V 3.2.0 with pfsense 23.01 RC 20230202

jimp

OK, that may be a different problem. The patch definitely helps with some things (on Redmine, the reporter said it fixed MaxMind downloads), but there may be something else going on with the code for wildcard blocking.

Juggernaut

@jimp FYI..I updated to RC 23.01 last night and am having the same issue when wildcard blocking is checked..I uncheck and all is well.

amviewer

Having the same issue on 23.01RC,

Removed the package unchecking "keep settings", reinstall and it just hangs on the update.

greenflash

I am also facing severe problems with pfsense 23.01-RC and pfblocker 3.2.0.

For me, the pfBlocker cron job also hangs on the HTTP 200 message.
In fact, it doesn't really hang fully, it just takes a really long time to process a blocklist and continue with the next one. Previously (on pfsense 22.05 and pfblocker 3.1.0), processing for one block list takes about 20 seconds on my system, but on pfsense 23.01-RC and pfblocker 3.2.0, the same list takes over 30 minutes.

Then I thought, I will just let the cronjob run until it has finished even if it takes hours, as it can just run in the background.

**Exercise details**
Please reproduce word for word the passage of the pfBlocker forum thread that opens with the words containing "For me, the" and closes with "in the background.".

**Stored data**
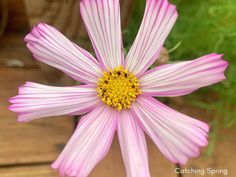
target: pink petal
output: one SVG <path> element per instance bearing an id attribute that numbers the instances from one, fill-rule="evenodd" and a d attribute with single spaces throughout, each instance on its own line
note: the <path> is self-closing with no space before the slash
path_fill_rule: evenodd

**Problem solution**
For me, the pfBlocker cron job also hangs on the HTTP 200 message.
In fact, it doesn't really hang fully, it just takes a really long time to process a blocklist and continue with the next one. Previously (on pfsense 22.05 and pfblocker 3.1.0), processing for one block list takes about 20 seconds on my system, but on pfsense 23.01-RC and pfblocker 3.2.0, the same list takes over 30 minutes.

Then I thought, I will just let the cronjob run until it has finished even if it takes hours, as it can just run in the background.